───── Okuma parçası

Oğuzların bir kısmı Bik’a’ya giderek Berkaid’de konaklamıştı­lar. Musul emiri Karvaş, gözcülerinden onları haber aldı. Hemen bir askeri birlik hazırlayıp gönderdi. Oğuzlar bunu haber aldılar. Musul üzerine gelmeye başlamışlardı. Korkuya kapılan Karvaş, onlara haber gönderdi. “Merhamet gösterin, bize acıyın” dedi. “Ayrıca size 3000 dinar da veriyim” dedi. Oğuzlar onun bu teklifini kabul etmediler. Arapların ne mal olduklarını anlamışlardı. Karvaş, ikinci defa elçi gönderdi. “Ne isterseniz vereyim. Yeter ki Musul’a dokunmayın” dedi. Oğuzlar 15.000 dinar istediler. Karvaş, kabul etti. Şehir halkını topladı. Durumu anlattı. “Para toplanacak” dedi.

──────────

Alıştırma yönergesi>
Şu ifadelerin yukarıdaki okuma parçasıyla uyuşup uyuşmadığını evet ya da hayır diye belirtin ve her biri için karar veren sözleri parçadan olduğu gibi alıntılayın: (a) Karvaş, Oğuzlara 3000 dinar vermeyi teklif etti. (b) Oğuzlar, Karvaş'ın bu teklifini kabul etti. (c) Oğuzlar 15.000 dinar istedi ve Karvaş bunu reddetti.

───── Veri bloğu

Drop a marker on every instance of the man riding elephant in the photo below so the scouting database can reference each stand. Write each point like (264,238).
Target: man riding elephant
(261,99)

──────────

Sorunun cevabı>
(a) Evet: "Ayrıca size 3000 dinar da veriyim"
(b) Hayır: "Oğuzlar onun bu teklifini kabul etmediler."
(c) Hayır: "Oğuzlar 15.000 dinar istediler. Karvaş, kabul etti."